___ Brano scelto
Silvia e Giustino, di cui il titolo del romanzo pirandelliano nella versione originaria attesta la natura di coprotagonisti, sono una giovane coppia non bene assortita da poco stabilitasi a Roma dalla lontana Taranto patria della moglie. Lei, bruna, esile e riservata, ha scritto, oltre ad altri testi in prosa, La casa dei nani – “caso letterario” che le ha garantito un enorme successo di pubblico, seppure, secondo un noto copione, non di critica. Lui, della provincia torinese, loquace e abile comunicatore, a tratti viscido adulatore, si adopera alla ricerca dei canali più efficaci per la notorietà dell'autrice presso il vasto pubblico.

Tutto secondo un piano definito. Dopo il matrimonio, in tempi relativamente brevi la cura e la promozione del lavoro della donna, e della sua immagine, sono divenuti monopolio e stesso obiettivo professionale di Giustino Boggiolo. E qui se ne è aperta la carriera, da mediocre impiegato dell'Archivio Notarile (Suo marito[31], p. 29. D'ora in poi il testo sarà indicato con “S.M.”) di Taranto (diretto dal suocero), relativamente ben collocato nella pubblica amministrazione italiana di inizio secolo, ad agente a tempo pieno della moglie indissolubilmente legato al suo compito. Come mostreranno i fatti, è a tale funzione, e non alla persona della compagna, che si sente vincolato da tacito giuramento. Sarà proprio l'irrompere della fama nelle pareti domestiche a decretare la fine di un rapporto affettivo sempre più disarmonico.
______
___ Righe estratte
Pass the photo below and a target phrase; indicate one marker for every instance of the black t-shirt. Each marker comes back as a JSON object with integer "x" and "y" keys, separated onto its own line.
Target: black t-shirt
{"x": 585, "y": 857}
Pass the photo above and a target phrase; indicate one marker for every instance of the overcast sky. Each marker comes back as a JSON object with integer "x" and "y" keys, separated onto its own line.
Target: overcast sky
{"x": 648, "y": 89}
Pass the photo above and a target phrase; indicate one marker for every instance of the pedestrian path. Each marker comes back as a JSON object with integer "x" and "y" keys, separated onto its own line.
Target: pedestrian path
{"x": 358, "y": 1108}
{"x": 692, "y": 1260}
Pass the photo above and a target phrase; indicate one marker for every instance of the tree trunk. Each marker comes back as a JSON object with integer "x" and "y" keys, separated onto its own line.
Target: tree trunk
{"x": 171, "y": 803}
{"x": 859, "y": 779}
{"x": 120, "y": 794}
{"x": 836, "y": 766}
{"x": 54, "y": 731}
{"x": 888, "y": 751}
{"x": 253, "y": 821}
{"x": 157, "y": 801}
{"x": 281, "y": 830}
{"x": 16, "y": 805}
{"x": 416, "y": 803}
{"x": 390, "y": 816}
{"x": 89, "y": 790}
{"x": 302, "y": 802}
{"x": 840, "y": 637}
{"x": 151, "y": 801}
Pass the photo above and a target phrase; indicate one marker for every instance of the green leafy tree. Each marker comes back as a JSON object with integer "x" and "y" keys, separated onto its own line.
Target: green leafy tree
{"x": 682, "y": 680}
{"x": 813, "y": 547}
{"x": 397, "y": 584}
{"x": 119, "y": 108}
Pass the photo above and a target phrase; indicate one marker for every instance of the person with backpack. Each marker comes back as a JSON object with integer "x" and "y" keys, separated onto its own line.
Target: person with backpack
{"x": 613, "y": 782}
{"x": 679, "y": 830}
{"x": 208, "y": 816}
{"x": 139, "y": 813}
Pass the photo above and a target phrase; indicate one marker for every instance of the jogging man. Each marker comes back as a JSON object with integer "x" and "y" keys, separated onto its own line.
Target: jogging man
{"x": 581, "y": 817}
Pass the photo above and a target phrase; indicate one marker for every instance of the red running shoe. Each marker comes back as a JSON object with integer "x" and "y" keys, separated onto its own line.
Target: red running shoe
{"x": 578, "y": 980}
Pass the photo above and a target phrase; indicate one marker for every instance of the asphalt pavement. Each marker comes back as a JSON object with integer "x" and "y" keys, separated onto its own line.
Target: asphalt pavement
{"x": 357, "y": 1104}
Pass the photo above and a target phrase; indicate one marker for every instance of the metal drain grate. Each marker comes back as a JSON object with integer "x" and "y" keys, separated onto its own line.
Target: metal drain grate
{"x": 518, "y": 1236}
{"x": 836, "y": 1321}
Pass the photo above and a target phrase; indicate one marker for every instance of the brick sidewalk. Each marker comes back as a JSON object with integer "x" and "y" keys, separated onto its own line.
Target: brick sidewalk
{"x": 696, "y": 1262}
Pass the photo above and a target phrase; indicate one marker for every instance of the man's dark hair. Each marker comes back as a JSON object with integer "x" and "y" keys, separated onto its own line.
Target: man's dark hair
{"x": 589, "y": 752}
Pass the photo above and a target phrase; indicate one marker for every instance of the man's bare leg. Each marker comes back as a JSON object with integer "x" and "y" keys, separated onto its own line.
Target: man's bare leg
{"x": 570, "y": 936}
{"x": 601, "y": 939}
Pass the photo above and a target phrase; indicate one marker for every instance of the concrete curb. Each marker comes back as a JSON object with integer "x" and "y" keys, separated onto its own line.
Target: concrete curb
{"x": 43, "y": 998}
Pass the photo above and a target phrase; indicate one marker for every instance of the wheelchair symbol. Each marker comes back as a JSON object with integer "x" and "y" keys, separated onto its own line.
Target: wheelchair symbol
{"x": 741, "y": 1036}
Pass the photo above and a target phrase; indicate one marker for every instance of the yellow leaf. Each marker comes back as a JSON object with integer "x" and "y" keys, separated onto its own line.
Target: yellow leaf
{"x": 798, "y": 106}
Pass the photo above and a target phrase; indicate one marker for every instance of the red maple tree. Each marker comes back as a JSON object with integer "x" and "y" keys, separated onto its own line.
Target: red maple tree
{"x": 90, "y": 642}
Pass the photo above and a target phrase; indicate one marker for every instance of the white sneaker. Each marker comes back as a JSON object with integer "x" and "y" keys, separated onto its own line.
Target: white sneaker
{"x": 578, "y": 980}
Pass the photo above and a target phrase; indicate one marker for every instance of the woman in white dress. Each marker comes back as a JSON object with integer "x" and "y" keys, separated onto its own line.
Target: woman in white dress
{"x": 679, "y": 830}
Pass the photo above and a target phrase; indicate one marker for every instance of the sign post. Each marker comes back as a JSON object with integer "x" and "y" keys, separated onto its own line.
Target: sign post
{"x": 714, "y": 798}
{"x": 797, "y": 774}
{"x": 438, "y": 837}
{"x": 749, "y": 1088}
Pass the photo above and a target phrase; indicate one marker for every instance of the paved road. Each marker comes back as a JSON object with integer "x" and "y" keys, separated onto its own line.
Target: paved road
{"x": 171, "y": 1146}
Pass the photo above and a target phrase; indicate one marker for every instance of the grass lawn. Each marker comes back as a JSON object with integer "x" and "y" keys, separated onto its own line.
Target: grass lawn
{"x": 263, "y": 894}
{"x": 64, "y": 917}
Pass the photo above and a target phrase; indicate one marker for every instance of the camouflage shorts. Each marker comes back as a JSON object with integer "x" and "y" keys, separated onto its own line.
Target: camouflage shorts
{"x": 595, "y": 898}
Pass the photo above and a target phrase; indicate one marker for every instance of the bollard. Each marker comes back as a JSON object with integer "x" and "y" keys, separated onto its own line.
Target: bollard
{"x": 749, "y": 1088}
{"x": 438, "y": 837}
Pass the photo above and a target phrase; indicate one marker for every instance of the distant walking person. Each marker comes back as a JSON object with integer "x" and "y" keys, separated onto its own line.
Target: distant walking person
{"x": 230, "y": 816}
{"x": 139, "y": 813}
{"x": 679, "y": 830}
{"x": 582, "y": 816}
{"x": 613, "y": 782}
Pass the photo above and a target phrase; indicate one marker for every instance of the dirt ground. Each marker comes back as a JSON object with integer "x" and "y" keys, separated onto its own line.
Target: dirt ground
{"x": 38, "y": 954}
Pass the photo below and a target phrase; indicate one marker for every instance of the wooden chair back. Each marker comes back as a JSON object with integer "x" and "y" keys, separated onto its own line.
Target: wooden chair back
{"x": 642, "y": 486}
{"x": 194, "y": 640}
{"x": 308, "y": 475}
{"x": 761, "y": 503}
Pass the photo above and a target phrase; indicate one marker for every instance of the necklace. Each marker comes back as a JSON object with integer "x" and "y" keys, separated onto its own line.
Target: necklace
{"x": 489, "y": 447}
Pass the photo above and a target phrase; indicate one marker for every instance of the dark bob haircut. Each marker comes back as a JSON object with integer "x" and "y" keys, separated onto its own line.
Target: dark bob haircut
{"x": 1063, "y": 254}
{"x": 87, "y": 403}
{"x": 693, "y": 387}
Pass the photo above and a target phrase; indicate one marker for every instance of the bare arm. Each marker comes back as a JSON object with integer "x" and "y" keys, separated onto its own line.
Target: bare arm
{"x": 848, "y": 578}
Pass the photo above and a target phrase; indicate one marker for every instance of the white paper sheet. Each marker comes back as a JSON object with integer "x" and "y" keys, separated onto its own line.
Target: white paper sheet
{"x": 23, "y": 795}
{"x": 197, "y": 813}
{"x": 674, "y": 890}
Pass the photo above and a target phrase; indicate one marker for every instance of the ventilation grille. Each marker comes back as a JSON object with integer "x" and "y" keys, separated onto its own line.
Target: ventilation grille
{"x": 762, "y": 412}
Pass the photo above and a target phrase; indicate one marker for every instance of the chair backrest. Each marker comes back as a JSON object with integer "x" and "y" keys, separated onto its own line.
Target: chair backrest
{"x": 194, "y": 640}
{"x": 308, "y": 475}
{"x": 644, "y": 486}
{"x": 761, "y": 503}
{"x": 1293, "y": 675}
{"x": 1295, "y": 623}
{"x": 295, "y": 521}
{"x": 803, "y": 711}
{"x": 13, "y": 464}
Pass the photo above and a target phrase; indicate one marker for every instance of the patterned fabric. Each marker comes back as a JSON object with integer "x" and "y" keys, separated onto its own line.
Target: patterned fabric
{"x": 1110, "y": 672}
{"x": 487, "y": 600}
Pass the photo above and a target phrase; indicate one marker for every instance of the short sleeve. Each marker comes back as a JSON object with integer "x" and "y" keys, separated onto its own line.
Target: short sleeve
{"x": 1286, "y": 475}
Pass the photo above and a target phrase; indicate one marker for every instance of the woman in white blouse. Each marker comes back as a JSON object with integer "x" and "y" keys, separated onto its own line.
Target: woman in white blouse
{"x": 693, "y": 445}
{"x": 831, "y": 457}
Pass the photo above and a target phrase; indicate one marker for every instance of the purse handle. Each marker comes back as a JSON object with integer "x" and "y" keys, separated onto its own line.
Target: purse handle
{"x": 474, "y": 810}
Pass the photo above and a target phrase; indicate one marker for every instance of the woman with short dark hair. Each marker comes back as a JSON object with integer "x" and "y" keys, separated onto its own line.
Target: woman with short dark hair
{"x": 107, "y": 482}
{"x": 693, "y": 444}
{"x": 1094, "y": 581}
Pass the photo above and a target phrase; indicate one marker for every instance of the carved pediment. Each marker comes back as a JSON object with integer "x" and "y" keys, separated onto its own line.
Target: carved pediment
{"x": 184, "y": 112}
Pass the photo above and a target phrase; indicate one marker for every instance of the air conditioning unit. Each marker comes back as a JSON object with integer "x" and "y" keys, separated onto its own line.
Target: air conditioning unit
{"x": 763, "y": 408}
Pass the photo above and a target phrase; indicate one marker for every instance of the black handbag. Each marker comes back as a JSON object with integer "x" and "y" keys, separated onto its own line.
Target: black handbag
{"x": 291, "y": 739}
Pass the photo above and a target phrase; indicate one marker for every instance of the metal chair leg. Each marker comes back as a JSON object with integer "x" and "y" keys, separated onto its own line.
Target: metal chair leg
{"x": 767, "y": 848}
______
Requisiti dei compiti »
1) Secondo il brano scelto, da quale città si è trasferita a Roma la coppia?
2) Riassumi il brano scelto in due frasi.
3) Indica se ciascuna affermazione concorda con il brano scelto, rispondendo sì o no e citando le parole decisive: (a) Giustino proviene dalla provincia torinese; (b) La casa dei nani ha ottenuto un grande successo di critica; (c) Giustino si sente vincolato alla persona della moglie più che al suo ruolo di agente.
Le righe provengono da un'altra fonte.

Risposte ai compiti »
1) Da Taranto, patria della moglie.

2) Silvia e Giustino sono una giovane coppia poco assortita, da poco trasferitasi da Taranto a Roma: lei è l'autrice de La casa dei nani, che le ha dato un enorme successo di pubblico, e lui cerca i canali migliori per renderla nota. Dopo il matrimonio Giustino è passato da impiegato dell'Archivio Notarile di Taranto ad agente a tempo pieno della moglie, legato a questa funzione più che a lei, e sarà proprio la fama a decretare la fine del loro rapporto.

3)
(a) Sì: "Lui, della provincia torinese".
(b) No: "seppure, secondo un noto copione, non di critica".
(c) No: "è a tale funzione, e non alla persona della compagna, che si sente vincolato da tacito giuramento".